## Page
§
# What do folks do with their homespun yarn?



## Medieval Reenactor (Sep 3, 2013)

After many false starts I finally got the muscle memory of drop spinning. I acquired some lovely Marino-silk roving and am looking forward to (after I do a whole bunch more practice on some plain roving I have - thank you Mousepotato) to spinning it. I don't know how to calculate how much yardage my roving will generate, but surely enough for socks after it is plied. Can one spin in a nylon filament into the ysrn? Or add it in the plying?


----------



## bethshangirl (Jan 23, 2013)

I saw something really cute done with small amounts of homespun ...
... not socks ... I know! but cute!


----------



## yaksue (Jan 13, 2015)

Where do you get the little frames you wrap the yarn on??? What a fun idea! These are adorable!!!!


----------



## deenashoemaker (Nov 9, 2014)

I knit all my spinnings. I don't mix anything with sock yarn, I reinforce heels and toes with eye of partrige stitch or k1p1, p reverse side. Or I also get woolly nylon on Amazon. Socks, typically last us four or five years.


----------



## bethshangirl (Jan 23, 2013)

yaksue said:


> Where do you get the little frames you wrap the yarn on??? What a fun idea! These are adorable!!!!


No idea! I would love some! Being a wire-worker, I would probably make some wire stands.
What a lovely way to display a lovely but small amount of homespun!


----------



## llamama1 (Jun 22, 2012)

If you want to add nylon to your yarn, add it while plying.


----------



## desireeross (Jun 2, 2013)

I knit up a lot of my hand spun into sweaters. I recently spun and knitted a sport weight sweater for my husband. I carded in nylon as well. Here is the process

https://www.knittingparadise.com/t-573603-1.html
https://www.knittingparadise.com/t-580159-1.html

I stopped spinning when ended up with 2206 yards and I had quite a bit of prepared fibre left as I wasn't going to need it

I tend to spin sweater quantities now and am going to sell the smaller quantities (300g) yarn I've spun and don't use.


----------



## spins2knit (Jul 29, 2013)

Knit! And will use some in weaving. I have made sweaters, shawls, mittens, cowls, scarves.

Love the trees!


----------



## Woodstockgranny (Feb 6, 2013)

deenashoemaker said:


> I knit all my spinnings. I don't mix anything with sock yarn, I reinforce heels and toes with eye of partrige stitch or k1p1, p reverse side. Or I also get woolly nylon on Amazon. Socks, typically last us four or five years.


I am very interested in this - do you mean wooly nylon thread? Do you add one strand or two? I'd love to know more about your heel technique as well. Thanks!


----------



## deenashoemaker (Nov 9, 2014)

Woodstockgranny said:


> I am very interested in this - do you mean wooly nylon thread? Do you add one strand or two? I'd love to know more about your heel technique as well. Thanks!
§
## Data listing
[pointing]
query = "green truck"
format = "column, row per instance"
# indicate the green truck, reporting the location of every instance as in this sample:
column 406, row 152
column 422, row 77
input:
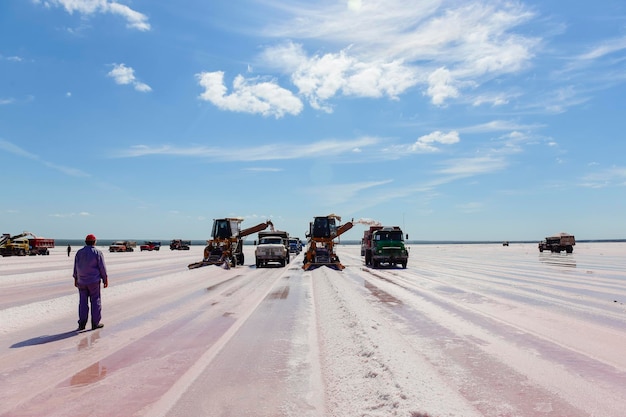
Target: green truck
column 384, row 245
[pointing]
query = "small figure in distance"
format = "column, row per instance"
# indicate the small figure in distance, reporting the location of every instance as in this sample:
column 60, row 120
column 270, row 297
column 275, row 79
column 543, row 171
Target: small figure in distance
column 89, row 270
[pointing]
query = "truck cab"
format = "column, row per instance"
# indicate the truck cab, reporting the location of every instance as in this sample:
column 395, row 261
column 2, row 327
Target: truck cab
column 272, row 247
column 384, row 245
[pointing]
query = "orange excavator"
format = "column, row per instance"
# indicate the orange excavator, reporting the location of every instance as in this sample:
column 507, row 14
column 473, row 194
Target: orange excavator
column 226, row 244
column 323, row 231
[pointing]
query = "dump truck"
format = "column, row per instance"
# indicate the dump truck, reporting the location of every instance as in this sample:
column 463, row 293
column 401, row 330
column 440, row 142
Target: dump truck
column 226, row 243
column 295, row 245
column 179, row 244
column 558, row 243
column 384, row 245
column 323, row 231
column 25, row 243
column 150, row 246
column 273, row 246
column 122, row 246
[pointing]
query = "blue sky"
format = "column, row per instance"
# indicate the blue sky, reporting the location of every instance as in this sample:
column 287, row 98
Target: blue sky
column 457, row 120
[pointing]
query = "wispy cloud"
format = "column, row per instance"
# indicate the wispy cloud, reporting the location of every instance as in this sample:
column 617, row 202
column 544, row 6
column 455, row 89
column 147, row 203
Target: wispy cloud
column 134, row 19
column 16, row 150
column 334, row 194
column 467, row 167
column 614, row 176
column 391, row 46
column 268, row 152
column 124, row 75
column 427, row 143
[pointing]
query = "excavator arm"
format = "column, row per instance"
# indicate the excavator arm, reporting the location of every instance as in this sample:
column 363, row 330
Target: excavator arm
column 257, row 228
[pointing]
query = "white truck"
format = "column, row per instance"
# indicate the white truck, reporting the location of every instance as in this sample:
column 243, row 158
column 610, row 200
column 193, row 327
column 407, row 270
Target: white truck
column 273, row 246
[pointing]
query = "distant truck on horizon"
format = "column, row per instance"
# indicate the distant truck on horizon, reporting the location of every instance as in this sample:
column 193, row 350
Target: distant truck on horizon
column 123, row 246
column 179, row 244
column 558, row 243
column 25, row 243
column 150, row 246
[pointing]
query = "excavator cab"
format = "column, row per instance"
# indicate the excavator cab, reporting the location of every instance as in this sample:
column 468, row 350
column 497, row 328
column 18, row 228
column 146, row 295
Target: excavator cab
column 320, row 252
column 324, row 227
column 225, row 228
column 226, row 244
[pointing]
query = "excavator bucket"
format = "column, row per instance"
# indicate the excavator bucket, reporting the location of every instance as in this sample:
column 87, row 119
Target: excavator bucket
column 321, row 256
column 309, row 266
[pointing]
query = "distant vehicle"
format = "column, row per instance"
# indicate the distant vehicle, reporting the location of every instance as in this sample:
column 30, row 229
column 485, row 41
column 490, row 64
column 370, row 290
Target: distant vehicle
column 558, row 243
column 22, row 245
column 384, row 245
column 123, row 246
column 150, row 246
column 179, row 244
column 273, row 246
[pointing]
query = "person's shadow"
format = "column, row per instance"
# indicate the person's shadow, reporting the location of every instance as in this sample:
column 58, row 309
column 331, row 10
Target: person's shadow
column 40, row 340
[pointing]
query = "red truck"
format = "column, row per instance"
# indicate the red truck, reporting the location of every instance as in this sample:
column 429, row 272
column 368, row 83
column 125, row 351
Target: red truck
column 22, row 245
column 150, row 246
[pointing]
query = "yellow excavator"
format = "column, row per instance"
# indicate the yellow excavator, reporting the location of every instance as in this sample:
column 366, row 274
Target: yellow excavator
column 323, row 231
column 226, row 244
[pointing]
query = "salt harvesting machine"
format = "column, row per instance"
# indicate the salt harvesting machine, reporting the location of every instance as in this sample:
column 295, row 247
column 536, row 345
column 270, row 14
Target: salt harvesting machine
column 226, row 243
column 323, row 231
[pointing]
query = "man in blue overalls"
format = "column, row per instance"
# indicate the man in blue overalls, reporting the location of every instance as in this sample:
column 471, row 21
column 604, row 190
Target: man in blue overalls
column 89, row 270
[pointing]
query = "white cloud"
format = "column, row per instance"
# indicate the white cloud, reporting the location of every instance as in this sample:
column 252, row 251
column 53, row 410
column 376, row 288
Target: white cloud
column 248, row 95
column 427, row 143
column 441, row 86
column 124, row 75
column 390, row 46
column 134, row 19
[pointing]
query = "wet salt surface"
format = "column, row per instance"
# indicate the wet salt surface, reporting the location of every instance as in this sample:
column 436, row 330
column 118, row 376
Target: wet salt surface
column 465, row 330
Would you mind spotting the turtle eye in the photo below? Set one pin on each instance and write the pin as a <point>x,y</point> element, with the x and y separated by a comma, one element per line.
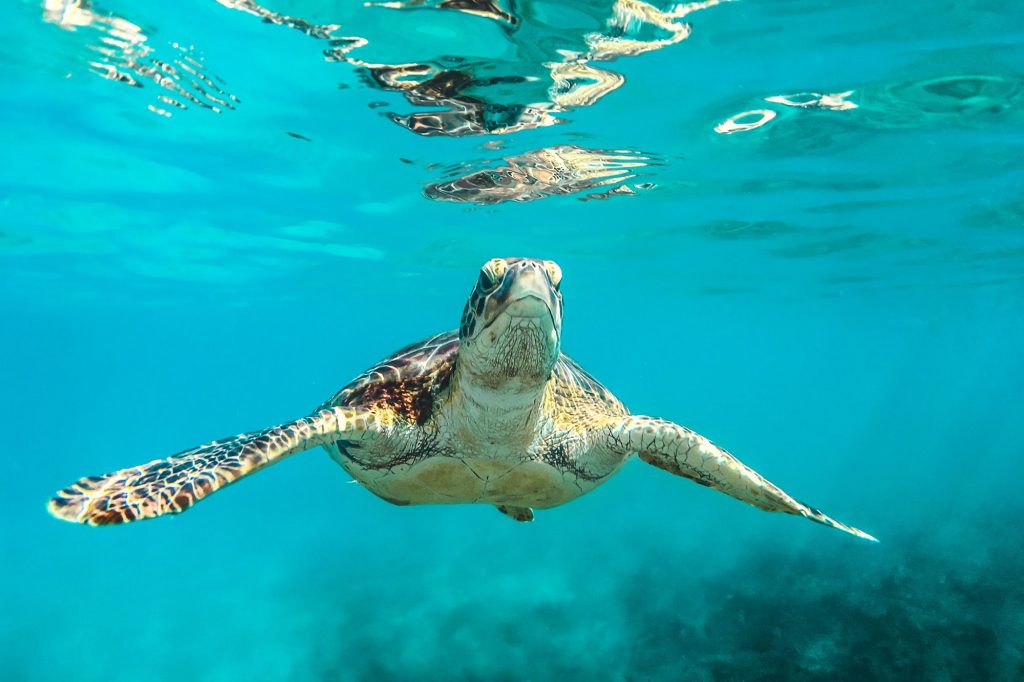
§
## Problem 1
Answer these questions using the thread on homespun yarn.
(a) According to llamama1, at what stage should nylon be added to yarn?
(b) How many yards had desireeross spun when the spinning stopped?
(c) How long do deenashoemaker's socks typically last?
## Problem 2
Translate this sentence from the thread on homespun yarn into French: "If you want to add nylon to your yarn, add it while plying."

## Correct answer 1
(a) While plying.
(b) 2206 yards.
(c) Four or five years.

## Correct answer 2
Si vous voulez ajouter du nylon à votre fil, ajoutez-le pendant le retordage.